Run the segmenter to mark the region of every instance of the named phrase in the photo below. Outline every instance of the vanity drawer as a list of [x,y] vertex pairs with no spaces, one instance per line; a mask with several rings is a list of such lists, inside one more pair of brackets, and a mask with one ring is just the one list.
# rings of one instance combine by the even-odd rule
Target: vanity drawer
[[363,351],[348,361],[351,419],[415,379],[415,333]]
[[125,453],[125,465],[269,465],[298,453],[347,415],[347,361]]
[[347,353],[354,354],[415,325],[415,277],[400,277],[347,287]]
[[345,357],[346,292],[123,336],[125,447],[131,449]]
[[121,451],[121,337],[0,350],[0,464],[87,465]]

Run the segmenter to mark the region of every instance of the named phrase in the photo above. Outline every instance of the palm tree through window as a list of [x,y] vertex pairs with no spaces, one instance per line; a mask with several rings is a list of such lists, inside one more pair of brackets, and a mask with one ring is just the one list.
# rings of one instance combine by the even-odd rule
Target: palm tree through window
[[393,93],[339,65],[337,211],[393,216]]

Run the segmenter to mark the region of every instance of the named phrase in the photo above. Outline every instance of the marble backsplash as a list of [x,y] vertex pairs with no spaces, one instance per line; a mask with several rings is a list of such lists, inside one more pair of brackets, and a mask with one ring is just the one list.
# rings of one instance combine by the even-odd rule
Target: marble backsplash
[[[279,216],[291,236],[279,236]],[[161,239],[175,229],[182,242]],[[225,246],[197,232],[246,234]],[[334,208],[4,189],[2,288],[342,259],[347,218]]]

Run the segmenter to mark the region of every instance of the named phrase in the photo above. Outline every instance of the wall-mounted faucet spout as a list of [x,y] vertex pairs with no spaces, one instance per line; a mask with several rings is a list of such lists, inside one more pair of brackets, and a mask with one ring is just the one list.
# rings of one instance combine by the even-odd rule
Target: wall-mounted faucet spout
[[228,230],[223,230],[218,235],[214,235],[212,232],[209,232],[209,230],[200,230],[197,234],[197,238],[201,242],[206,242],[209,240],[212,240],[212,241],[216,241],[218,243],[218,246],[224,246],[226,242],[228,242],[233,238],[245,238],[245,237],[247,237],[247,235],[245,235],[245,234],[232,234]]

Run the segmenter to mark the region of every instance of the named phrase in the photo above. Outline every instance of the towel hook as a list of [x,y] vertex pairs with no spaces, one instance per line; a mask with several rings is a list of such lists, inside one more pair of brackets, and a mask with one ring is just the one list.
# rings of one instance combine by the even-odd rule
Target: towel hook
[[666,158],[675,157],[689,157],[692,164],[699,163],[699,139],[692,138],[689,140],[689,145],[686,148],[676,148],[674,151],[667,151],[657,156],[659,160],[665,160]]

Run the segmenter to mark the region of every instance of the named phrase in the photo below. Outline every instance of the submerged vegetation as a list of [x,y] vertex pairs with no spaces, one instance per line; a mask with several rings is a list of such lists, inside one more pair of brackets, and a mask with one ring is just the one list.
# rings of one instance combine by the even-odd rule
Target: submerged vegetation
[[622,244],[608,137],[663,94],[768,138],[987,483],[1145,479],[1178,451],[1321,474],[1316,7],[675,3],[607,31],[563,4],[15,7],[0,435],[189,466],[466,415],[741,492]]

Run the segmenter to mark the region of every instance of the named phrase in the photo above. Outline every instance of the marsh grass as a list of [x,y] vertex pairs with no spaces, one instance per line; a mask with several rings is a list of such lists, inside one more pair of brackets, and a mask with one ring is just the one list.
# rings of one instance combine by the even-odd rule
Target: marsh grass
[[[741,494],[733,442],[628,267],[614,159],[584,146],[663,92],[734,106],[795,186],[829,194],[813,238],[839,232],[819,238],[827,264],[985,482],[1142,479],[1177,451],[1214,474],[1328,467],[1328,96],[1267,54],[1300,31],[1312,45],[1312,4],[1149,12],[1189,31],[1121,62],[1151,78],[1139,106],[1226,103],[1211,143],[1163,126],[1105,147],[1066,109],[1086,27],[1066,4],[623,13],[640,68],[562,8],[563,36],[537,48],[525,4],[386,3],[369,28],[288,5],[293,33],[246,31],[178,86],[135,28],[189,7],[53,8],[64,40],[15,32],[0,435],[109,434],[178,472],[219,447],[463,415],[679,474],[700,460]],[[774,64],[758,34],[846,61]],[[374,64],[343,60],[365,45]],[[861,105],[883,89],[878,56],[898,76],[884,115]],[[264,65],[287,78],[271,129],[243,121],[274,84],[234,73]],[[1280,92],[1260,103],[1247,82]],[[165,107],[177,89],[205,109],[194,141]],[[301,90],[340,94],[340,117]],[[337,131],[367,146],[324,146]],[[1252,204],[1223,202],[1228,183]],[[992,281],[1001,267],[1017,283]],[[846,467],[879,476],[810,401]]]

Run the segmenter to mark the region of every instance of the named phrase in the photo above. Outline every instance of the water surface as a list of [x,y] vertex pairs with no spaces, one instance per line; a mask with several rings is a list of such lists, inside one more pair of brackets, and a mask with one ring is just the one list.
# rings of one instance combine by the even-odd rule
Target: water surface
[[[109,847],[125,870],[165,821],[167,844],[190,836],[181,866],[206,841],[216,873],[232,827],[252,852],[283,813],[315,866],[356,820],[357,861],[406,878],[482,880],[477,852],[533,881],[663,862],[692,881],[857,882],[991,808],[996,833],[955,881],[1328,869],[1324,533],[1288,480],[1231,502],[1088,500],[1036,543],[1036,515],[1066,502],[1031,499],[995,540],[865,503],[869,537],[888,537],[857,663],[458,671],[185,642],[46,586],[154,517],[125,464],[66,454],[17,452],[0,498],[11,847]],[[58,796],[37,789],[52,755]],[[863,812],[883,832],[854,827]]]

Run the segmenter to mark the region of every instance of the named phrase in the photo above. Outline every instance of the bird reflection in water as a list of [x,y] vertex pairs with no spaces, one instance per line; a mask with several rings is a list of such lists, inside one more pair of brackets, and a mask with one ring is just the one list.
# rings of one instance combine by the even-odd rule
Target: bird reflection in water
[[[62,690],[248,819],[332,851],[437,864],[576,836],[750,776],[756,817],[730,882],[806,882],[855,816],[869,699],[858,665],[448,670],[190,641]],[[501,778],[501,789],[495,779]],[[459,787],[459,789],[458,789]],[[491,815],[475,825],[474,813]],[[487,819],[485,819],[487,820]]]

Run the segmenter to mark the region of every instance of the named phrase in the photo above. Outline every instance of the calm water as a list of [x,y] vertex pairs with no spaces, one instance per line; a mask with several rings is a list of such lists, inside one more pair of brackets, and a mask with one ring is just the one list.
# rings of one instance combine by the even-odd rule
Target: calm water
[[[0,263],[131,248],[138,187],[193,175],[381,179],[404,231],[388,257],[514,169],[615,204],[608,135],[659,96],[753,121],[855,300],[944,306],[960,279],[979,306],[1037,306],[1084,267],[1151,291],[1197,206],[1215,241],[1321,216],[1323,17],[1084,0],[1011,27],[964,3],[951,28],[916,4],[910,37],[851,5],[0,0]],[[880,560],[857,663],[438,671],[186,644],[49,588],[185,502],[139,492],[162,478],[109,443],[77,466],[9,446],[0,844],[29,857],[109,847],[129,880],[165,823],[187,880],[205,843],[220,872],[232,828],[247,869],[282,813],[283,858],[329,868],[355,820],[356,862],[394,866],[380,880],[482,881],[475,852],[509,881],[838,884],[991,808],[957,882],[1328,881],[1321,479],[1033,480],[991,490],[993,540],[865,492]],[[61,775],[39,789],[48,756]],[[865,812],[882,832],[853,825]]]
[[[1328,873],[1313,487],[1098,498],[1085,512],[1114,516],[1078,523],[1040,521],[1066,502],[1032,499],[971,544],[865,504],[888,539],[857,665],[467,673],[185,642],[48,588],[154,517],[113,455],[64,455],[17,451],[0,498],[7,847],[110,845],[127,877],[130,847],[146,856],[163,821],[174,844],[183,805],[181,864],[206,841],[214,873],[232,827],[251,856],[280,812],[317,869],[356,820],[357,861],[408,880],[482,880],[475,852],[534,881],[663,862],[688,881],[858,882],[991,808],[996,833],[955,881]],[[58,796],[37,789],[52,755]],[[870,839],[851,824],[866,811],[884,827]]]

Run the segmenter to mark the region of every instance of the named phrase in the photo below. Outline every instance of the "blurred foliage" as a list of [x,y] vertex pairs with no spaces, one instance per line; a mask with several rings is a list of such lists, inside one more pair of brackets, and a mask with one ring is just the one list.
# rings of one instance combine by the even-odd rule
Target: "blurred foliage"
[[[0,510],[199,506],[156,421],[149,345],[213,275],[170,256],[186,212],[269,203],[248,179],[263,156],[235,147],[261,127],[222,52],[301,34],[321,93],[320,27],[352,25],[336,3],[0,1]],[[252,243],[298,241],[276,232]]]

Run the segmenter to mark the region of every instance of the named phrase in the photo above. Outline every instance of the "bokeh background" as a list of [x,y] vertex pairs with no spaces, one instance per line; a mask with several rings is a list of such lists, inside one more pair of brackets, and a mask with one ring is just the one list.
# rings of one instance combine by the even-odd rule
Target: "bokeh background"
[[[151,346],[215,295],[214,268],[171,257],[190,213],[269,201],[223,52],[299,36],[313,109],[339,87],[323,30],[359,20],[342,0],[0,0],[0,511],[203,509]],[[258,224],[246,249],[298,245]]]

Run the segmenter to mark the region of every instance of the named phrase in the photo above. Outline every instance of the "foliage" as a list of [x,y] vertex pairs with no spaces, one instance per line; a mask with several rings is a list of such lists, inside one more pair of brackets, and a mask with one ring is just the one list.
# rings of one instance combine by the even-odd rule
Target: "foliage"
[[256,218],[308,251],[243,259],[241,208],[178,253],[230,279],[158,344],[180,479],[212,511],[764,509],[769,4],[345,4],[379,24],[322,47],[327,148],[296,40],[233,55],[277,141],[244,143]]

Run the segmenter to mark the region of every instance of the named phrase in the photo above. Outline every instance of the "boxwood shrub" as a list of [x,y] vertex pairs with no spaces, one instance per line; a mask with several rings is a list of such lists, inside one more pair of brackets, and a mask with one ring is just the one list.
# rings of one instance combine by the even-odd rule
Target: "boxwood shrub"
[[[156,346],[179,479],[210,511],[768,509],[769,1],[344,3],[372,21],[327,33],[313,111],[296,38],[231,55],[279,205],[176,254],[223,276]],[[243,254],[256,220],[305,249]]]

● WHAT THE TASK REQUIRES: Take the listing from its first line through the line containing "Target: vanity drawer", and substitute "cabinet door" for every occurrence of "vanity drawer" in that stretch. Leave everything else in it unchanged.

● ANSWER TO THIS EXERCISE:
Run the segmenter to mark the region of every instance of the named phrase in the photo below. Outline every instance of the cabinet door as a list of [x,y] vertex pairs with no spaces, one instance per line; a mask with several rings is a list of such lists, inside one more pair of brackets, and a mask with one ring is just the one list.
# rings of one instance combine by the even-odd rule
Target: cabinet door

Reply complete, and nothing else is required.